### Data to use
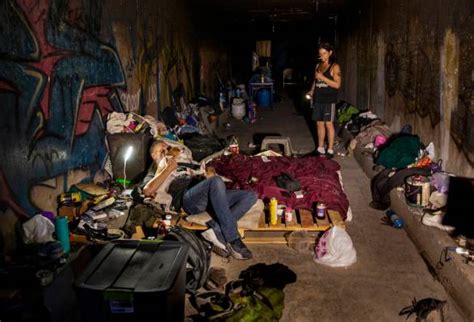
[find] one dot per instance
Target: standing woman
(327, 81)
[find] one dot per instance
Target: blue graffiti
(36, 146)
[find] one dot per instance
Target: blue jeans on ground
(228, 206)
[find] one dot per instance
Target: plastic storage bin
(135, 281)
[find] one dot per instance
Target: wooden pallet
(303, 219)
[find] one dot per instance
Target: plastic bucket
(417, 191)
(264, 97)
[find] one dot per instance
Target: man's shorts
(324, 112)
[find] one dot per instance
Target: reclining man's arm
(153, 185)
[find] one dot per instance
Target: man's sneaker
(238, 250)
(435, 221)
(217, 241)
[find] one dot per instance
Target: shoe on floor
(238, 250)
(435, 221)
(217, 241)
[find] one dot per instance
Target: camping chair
(288, 78)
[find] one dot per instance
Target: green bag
(240, 304)
(346, 114)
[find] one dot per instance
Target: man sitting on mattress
(196, 194)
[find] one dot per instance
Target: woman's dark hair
(327, 46)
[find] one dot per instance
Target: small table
(254, 87)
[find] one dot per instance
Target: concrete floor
(389, 271)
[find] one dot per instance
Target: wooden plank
(336, 219)
(306, 217)
(189, 225)
(323, 222)
(265, 240)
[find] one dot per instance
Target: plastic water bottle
(396, 221)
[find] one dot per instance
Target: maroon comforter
(317, 175)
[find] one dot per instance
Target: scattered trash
(393, 219)
(299, 240)
(335, 249)
(424, 308)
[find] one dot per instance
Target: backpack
(199, 257)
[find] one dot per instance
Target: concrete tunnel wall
(65, 65)
(411, 62)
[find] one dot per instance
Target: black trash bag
(199, 257)
(262, 275)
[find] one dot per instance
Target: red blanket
(317, 175)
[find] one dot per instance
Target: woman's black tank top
(322, 92)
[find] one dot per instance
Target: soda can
(321, 211)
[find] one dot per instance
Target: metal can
(69, 197)
(273, 211)
(321, 211)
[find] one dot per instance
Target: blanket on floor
(318, 177)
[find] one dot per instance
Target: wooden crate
(303, 219)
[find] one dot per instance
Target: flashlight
(127, 156)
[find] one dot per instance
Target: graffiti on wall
(57, 81)
(413, 76)
(462, 118)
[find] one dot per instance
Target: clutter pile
(400, 160)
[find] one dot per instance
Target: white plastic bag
(335, 249)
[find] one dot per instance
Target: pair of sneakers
(235, 248)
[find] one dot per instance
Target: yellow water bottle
(273, 211)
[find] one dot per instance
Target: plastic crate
(135, 281)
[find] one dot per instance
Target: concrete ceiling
(273, 10)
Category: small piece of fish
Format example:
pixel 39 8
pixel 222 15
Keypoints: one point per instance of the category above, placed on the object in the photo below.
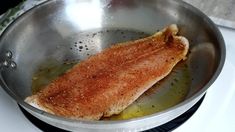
pixel 106 83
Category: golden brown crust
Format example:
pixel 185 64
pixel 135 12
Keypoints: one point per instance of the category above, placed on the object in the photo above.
pixel 108 82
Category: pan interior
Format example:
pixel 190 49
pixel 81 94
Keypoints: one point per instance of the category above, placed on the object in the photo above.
pixel 168 92
pixel 61 32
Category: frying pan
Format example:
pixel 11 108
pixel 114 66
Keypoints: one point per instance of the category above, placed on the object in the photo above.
pixel 72 30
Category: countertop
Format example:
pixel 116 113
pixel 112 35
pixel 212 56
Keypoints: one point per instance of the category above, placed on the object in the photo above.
pixel 220 11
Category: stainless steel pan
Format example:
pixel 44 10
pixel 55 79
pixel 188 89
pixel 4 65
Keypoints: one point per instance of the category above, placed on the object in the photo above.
######
▶ [Exercise details] What the response needs is every entry, repeated exactly, and none of the pictures.

▶ [Written solution]
[find] one dot per instance
Target: standing woman
(327, 81)
[find] one dot per instance
Target: blue graffiti
(36, 146)
[find] one dot per instance
Target: blue jeans on ground
(228, 206)
[find] one dot per instance
Target: plastic storage bin
(135, 281)
[find] one dot per instance
Target: wooden pallet
(303, 219)
[find] one dot per instance
Target: plastic bucket
(417, 191)
(264, 97)
[find] one dot per instance
Target: man's shorts
(324, 112)
[find] one dot per instance
Target: reclining man's arm
(153, 185)
[find] one dot per instance
Target: man's sneaker
(238, 250)
(435, 221)
(217, 241)
[find] one dot per instance
Target: shoe on floor
(238, 250)
(435, 221)
(217, 241)
[find] one dot per instance
Target: camping chair
(288, 78)
[find] one dot per instance
Target: green bag
(240, 304)
(346, 114)
[find] one dot per instance
Target: man sitting on mattress
(196, 194)
[find] one dot per instance
Target: woman's dark hair
(327, 46)
[find] one dot per instance
Target: small table
(254, 87)
[find] one dot per instance
Target: concrete floor
(389, 271)
[find] one dot per instance
Target: wooden plank
(336, 219)
(306, 217)
(189, 225)
(323, 222)
(265, 240)
[find] one dot per instance
Target: plastic water bottle
(396, 221)
[find] one dot per instance
Target: maroon comforter
(317, 175)
[find] one dot per instance
Target: scattered trash
(393, 219)
(299, 240)
(335, 249)
(424, 308)
[find] one dot per instance
Target: backpack
(199, 257)
[find] one dot per instance
Target: concrete tunnel wall
(65, 65)
(411, 62)
[find] one dot per instance
Target: black trash bag
(199, 257)
(262, 275)
[find] one dot per instance
Target: red blanket
(317, 175)
[find] one dot per instance
Target: woman's black tank top
(322, 92)
[find] one dot per instance
Target: soda can
(321, 211)
[find] one dot per instance
Target: metal can
(69, 197)
(273, 211)
(321, 211)
[find] one dot per instance
Target: blanket on floor
(318, 177)
[find] one dot per instance
Target: wooden crate
(303, 219)
[find] one dot per instance
Target: flashlight
(127, 156)
[find] one dot per instance
Target: graffiti on wall
(57, 81)
(413, 76)
(462, 118)
[find] one dot per instance
Target: clutter pile
(400, 160)
[find] one dot per instance
Target: white plastic bag
(335, 249)
[find] one dot per instance
Target: pair of sneakers
(235, 248)
[find] one dot per instance
Target: yellow water bottle
(273, 211)
[find] one dot per instance
Target: plastic crate
(135, 281)
[find] one dot per instance
Target: concrete ceiling
(273, 10)
Category: small piece of fish
Format example:
pixel 39 8
pixel 222 15
Keypoints: one point per instance of the category above, placed on the object in the photo below.
pixel 106 83
Category: golden brown crust
Format example:
pixel 185 64
pixel 135 12
Keypoints: one point per instance of the category above, placed on the object in the photo above.
pixel 108 82
Category: pan interior
Format example:
pixel 190 49
pixel 81 94
Keypoints: one point per instance of the category above, placed on the object in the photo above.
pixel 168 92
pixel 61 32
Category: frying pan
Format example:
pixel 11 108
pixel 114 66
Keypoints: one point per instance of the category above, placed on the object in the photo above.
pixel 72 30
Category: countertop
Format example:
pixel 116 113
pixel 112 35
pixel 212 56
Keypoints: one point per instance of the category above, placed on the object in the photo above.
pixel 220 11
Category: stainless steel pan
Format example:
pixel 44 10
pixel 55 79
pixel 188 89
pixel 4 65
Keypoints: one point per instance of the category above, placed on the object in the photo above.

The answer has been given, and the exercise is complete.